Set out every line of the items below as a Markdown table with the columns Row and Text, numbering each row and skipping blank lines. Leave the pictures out of the table.
::::
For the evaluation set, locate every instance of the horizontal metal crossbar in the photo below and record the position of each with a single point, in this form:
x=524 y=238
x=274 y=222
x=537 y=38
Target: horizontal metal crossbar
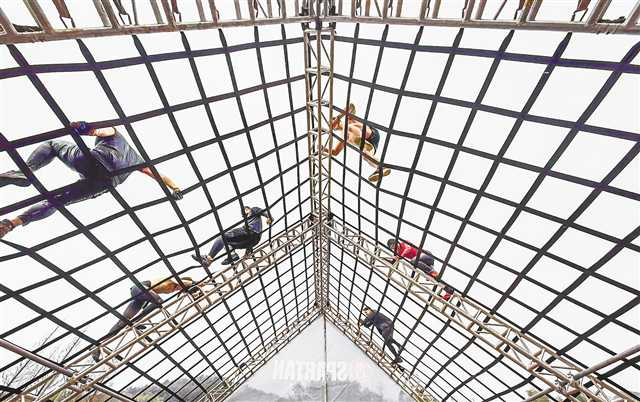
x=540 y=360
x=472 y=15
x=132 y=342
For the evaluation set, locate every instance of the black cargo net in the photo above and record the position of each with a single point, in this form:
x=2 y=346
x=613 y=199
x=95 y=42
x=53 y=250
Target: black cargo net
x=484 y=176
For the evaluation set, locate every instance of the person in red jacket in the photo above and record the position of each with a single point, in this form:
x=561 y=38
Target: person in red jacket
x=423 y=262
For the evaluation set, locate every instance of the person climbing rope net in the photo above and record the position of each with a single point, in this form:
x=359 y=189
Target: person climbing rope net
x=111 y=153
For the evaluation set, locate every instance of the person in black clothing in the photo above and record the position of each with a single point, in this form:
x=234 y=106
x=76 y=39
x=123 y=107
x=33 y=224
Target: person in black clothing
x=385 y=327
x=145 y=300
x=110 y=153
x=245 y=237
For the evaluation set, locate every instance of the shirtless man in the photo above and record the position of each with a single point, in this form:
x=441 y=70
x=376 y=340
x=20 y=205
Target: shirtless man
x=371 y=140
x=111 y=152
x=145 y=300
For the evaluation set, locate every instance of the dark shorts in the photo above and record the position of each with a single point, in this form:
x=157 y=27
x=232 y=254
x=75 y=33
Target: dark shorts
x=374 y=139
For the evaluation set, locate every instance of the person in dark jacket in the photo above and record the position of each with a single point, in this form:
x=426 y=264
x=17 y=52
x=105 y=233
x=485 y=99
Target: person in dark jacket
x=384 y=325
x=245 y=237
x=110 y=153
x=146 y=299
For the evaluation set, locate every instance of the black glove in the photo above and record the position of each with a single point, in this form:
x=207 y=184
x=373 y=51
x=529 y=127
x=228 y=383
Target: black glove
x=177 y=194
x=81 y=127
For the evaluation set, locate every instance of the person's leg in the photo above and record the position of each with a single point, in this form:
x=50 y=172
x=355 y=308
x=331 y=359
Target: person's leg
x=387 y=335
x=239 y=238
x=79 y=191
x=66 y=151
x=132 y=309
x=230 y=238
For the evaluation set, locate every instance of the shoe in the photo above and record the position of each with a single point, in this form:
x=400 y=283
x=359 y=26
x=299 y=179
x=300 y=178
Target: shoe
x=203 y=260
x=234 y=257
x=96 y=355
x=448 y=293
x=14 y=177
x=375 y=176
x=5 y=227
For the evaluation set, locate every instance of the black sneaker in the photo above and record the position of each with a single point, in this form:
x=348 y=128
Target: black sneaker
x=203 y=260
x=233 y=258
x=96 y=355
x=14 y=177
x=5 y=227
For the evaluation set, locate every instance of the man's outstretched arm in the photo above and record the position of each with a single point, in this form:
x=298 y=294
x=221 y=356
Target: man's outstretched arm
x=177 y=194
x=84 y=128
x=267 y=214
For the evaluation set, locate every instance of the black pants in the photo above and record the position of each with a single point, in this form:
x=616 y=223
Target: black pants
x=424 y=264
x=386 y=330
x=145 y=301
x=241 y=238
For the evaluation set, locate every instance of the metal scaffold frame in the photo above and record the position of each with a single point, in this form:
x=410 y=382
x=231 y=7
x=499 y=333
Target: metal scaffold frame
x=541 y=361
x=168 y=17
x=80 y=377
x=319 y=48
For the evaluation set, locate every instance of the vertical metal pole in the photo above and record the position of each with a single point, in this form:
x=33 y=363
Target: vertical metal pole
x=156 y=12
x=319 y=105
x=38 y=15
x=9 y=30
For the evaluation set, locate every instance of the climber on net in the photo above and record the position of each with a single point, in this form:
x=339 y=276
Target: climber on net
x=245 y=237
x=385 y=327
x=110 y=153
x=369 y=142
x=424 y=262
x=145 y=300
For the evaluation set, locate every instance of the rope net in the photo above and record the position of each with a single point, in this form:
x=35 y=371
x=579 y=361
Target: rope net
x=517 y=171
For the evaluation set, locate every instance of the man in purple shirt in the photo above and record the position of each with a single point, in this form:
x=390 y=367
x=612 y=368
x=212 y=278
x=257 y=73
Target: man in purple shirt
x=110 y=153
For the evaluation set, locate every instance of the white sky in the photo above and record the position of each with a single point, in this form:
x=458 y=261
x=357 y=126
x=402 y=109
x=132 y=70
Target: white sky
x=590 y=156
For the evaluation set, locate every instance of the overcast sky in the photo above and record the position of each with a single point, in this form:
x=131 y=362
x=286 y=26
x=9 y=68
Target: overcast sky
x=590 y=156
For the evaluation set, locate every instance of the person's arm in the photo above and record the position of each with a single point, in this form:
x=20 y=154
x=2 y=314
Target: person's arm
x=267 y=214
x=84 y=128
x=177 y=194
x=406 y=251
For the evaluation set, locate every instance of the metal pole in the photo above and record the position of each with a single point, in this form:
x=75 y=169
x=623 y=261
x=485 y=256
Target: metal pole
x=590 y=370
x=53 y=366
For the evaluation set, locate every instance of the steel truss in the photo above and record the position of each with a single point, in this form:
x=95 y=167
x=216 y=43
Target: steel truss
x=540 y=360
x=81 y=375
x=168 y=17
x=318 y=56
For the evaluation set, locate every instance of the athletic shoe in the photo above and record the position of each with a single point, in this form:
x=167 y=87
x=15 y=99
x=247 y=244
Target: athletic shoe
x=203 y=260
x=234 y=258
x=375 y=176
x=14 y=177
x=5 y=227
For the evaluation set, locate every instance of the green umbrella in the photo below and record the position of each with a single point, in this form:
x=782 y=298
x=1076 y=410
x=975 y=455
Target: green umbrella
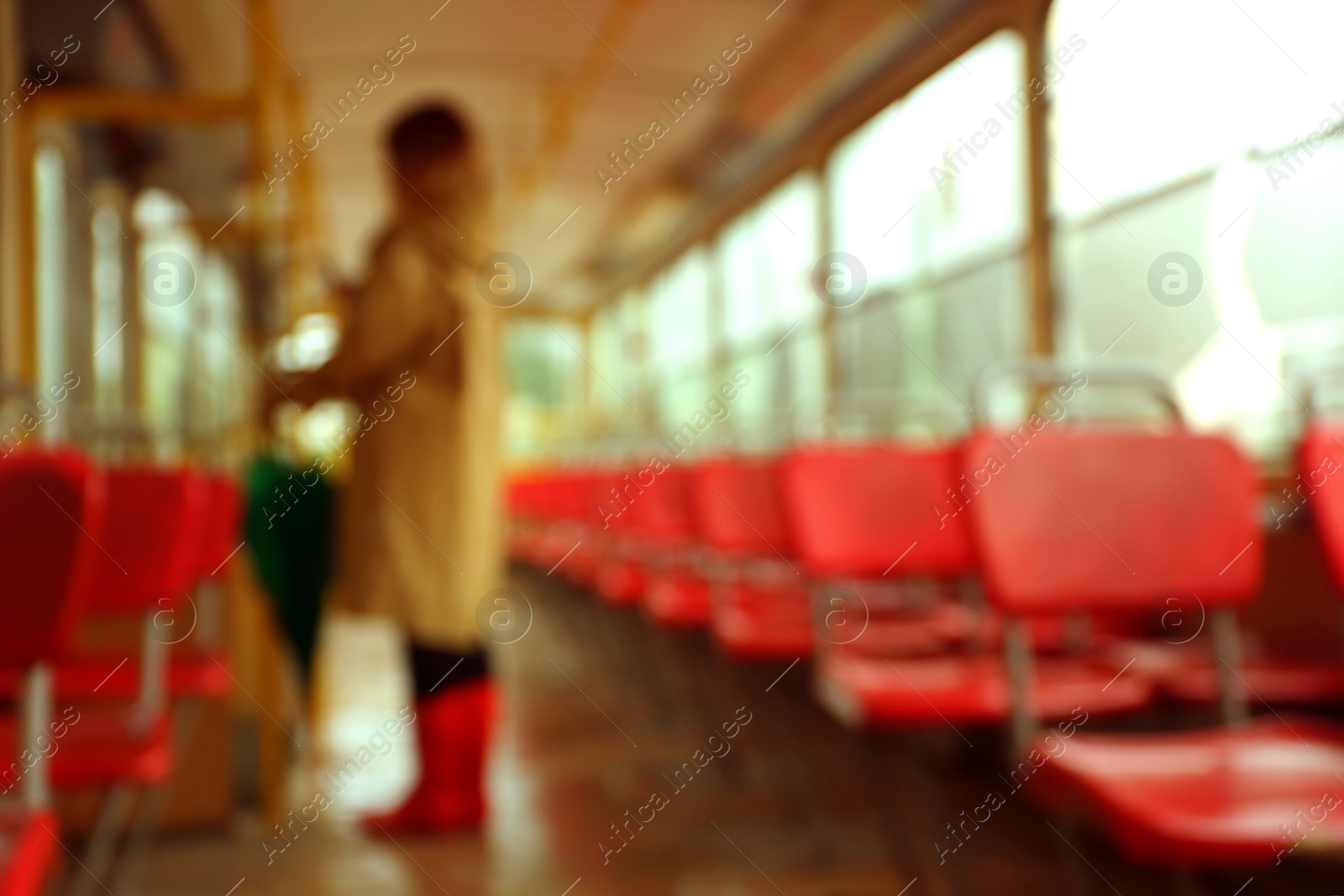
::::
■ Problem solution:
| Row | Text |
|---|---|
| 1 | For the evaluation set, locate every instance of the horizontal metal crossbar in the photo below and record the position of each with a single point, in this form: |
| 2 | x=524 y=238 |
| 3 | x=274 y=222 |
| 4 | x=537 y=38 |
| 5 | Target: horizontal metal crossbar |
| 6 | x=540 y=360 |
| 7 | x=472 y=15 |
| 8 | x=132 y=342 |
| 9 | For the evaluation set, locate every instance of the black cargo net in the photo above and record the position of each with a single point, in this form: |
| 10 | x=2 y=346 |
| 11 | x=613 y=199 |
| 12 | x=95 y=42 |
| 13 | x=53 y=250 |
| 14 | Target: black cargo net |
| 15 | x=484 y=176 |
| 16 | For the evaluation set, locate every instance of the person in red jacket in the photo above and record the position of each with a single point, in this form: |
| 17 | x=561 y=38 |
| 18 | Target: person in red jacket |
| 19 | x=423 y=262 |
| 20 | For the evaluation set, locate every instance of the person climbing rope net in the photo above and record the position of each with a single point, in this form: |
| 21 | x=359 y=189 |
| 22 | Target: person climbing rope net |
| 23 | x=111 y=153 |
| 24 | For the evaluation set, locate every instance of the person in black clothing in the photo above and record the position of each with a single point, in this form: |
| 25 | x=234 y=106 |
| 26 | x=76 y=39 |
| 27 | x=123 y=107 |
| 28 | x=33 y=224 |
| 29 | Target: person in black clothing |
| 30 | x=385 y=327 |
| 31 | x=145 y=300 |
| 32 | x=110 y=153 |
| 33 | x=245 y=237 |
| 34 | For the evaluation set, locate every instance of the shirtless man in the photo above and record the position of each with a single point, in this form: |
| 35 | x=441 y=70 |
| 36 | x=376 y=340 |
| 37 | x=20 y=205 |
| 38 | Target: shirtless man |
| 39 | x=371 y=140 |
| 40 | x=111 y=152 |
| 41 | x=145 y=300 |
| 42 | For the evaluation set, locate every instance of the dark shorts in the photo above and record the position of each with a single point, in this form: |
| 43 | x=157 y=27 |
| 44 | x=232 y=254 |
| 45 | x=75 y=33 |
| 46 | Target: dark shorts |
| 47 | x=374 y=139 |
| 48 | For the evaluation set, locate every instance of the person in dark jacket in the photo above and record the position of each with a single point, in this form: |
| 49 | x=426 y=264 |
| 50 | x=17 y=52 |
| 51 | x=105 y=233 |
| 52 | x=485 y=99 |
| 53 | Target: person in dark jacket |
| 54 | x=384 y=325 |
| 55 | x=245 y=237 |
| 56 | x=110 y=153 |
| 57 | x=146 y=299 |
| 58 | For the evaluation set, locate every instance of the black glove in the photo above and record the position of each with a single point, in this form: |
| 59 | x=207 y=184 |
| 60 | x=373 y=51 |
| 61 | x=529 y=127 |
| 62 | x=228 y=383 |
| 63 | Target: black glove |
| 64 | x=177 y=194 |
| 65 | x=81 y=127 |
| 66 | For the evaluation set, locate every instance of the person's leg in the photo above and record the position of each with a single point, in this form: |
| 67 | x=50 y=172 |
| 68 | x=355 y=308 |
| 69 | x=331 y=359 |
| 70 | Target: person's leg |
| 71 | x=387 y=335 |
| 72 | x=239 y=238 |
| 73 | x=79 y=191 |
| 74 | x=66 y=151 |
| 75 | x=132 y=309 |
| 76 | x=230 y=238 |
| 77 | For the evaluation set, locate every instance of the shoe in the photo above and record the position of each with a single point, in this form: |
| 78 | x=400 y=283 |
| 79 | x=359 y=26 |
| 80 | x=299 y=179 |
| 81 | x=300 y=178 |
| 82 | Target: shoe |
| 83 | x=203 y=260 |
| 84 | x=234 y=257 |
| 85 | x=96 y=355 |
| 86 | x=448 y=293 |
| 87 | x=14 y=177 |
| 88 | x=375 y=176 |
| 89 | x=5 y=227 |
| 90 | For the evaluation set, locate every instance of the black sneaker in the photo above and record the position of each with a single point, in this form: |
| 91 | x=348 y=128 |
| 92 | Target: black sneaker |
| 93 | x=203 y=260 |
| 94 | x=233 y=258 |
| 95 | x=96 y=355 |
| 96 | x=14 y=177 |
| 97 | x=5 y=227 |
| 98 | For the evaluation set, locate every instance of the man's outstretched arm in the photo above and record the position of each with a single point, in this form: |
| 99 | x=298 y=294 |
| 100 | x=221 y=356 |
| 101 | Target: man's outstretched arm |
| 102 | x=177 y=194 |
| 103 | x=84 y=128 |
| 104 | x=267 y=214 |
| 105 | For the evaluation set, locate every instance of the black pants in the photo above and record the position of each with a single point, in this form: |
| 106 | x=616 y=223 |
| 107 | Target: black pants |
| 108 | x=424 y=264 |
| 109 | x=386 y=330 |
| 110 | x=145 y=301 |
| 111 | x=241 y=238 |
| 112 | For the evaluation set, locate every instance of the metal scaffold frame in the photo above and record the position of each with a single point, in this form: |
| 113 | x=410 y=382 |
| 114 | x=231 y=7 |
| 115 | x=499 y=333 |
| 116 | Target: metal scaffold frame |
| 117 | x=541 y=361 |
| 118 | x=168 y=17 |
| 119 | x=80 y=377 |
| 120 | x=319 y=48 |
| 121 | For the evaluation set, locate every instance of the vertical metal pole in the photo above and record the position of each with a single point, in this form: |
| 122 | x=33 y=363 |
| 123 | Target: vertical metal pole |
| 124 | x=156 y=12 |
| 125 | x=319 y=105 |
| 126 | x=38 y=15 |
| 127 | x=9 y=30 |
| 128 | For the evaluation set, locate every instance of the climber on net in the photo above and record the position of each with a single point, in this form: |
| 129 | x=339 y=276 |
| 130 | Target: climber on net |
| 131 | x=245 y=237 |
| 132 | x=385 y=327 |
| 133 | x=110 y=153 |
| 134 | x=369 y=142 |
| 135 | x=424 y=262 |
| 136 | x=145 y=300 |
| 137 | For the evaluation set, locate every instance of the rope net in the photo above and record the position of each with a single point, in this form: |
| 138 | x=35 y=371 |
| 139 | x=579 y=361 |
| 140 | Target: rope net |
| 141 | x=517 y=171 |
| 142 | For the evaluation set, locate every instance of the man in purple shirt in the photo above and record the position of each with a single point, in this form: |
| 143 | x=390 y=367 |
| 144 | x=612 y=368 |
| 145 | x=212 y=278 |
| 146 | x=257 y=73 |
| 147 | Target: man in purple shirt |
| 148 | x=110 y=153 |
| 149 | For the evaluation set, locate every instance of the white sky in the photo above and record the position of each with a single point, in this form: |
| 150 | x=458 y=261 |
| 151 | x=357 y=126 |
| 152 | x=402 y=109 |
| 153 | x=132 y=70 |
| 154 | Target: white sky |
| 155 | x=590 y=156 |
| 156 | For the evaluation set, locate every instance of the overcast sky in the photo above and record the position of each with a single point, in this form: |
| 157 | x=131 y=362 |
| 158 | x=286 y=26 |
| 159 | x=9 y=68 |
| 160 | Target: overcast sky |
| 161 | x=590 y=156 |
| 162 | For the evaluation set, locate every instance of the person's arm in the photo above and record the position of each with a single point, in this form: |
| 163 | x=20 y=154 |
| 164 | x=2 y=314 |
| 165 | Target: person's arm |
| 166 | x=267 y=214 |
| 167 | x=84 y=128 |
| 168 | x=177 y=194 |
| 169 | x=406 y=251 |
| 170 | For the evaluation set, locate every instance of the metal pole in the photo above and record the position of each with a single point, in this form: |
| 171 | x=75 y=169 |
| 172 | x=623 y=261 |
| 173 | x=485 y=256 |
| 174 | Target: metal pole |
| 175 | x=590 y=370 |
| 176 | x=53 y=366 |
| 177 | For the evaluation set, locate every instance of the steel truss in the photo above and record the position of each with a single point, in this form: |
| 178 | x=95 y=167 |
| 179 | x=216 y=43 |
| 180 | Target: steel truss |
| 181 | x=540 y=360 |
| 182 | x=81 y=375 |
| 183 | x=168 y=17 |
| 184 | x=318 y=56 |
| 185 | For the evaluation set, locate every instance of the athletic shoe in the photo above and record the position of each with a single point, in this form: |
| 186 | x=167 y=87 |
| 187 | x=15 y=99 |
| 188 | x=247 y=244 |
| 189 | Target: athletic shoe |
| 190 | x=203 y=260 |
| 191 | x=234 y=258 |
| 192 | x=375 y=176 |
| 193 | x=14 y=177 |
| 194 | x=5 y=227 |
| 195 | For the evaluation set, locate every instance of the green umbrella in the photo below and record the position of each with a single point, in this form: |
| 196 | x=782 y=298 |
| 197 | x=1076 y=410 |
| 198 | x=975 y=455 |
| 199 | Target: green umbrella |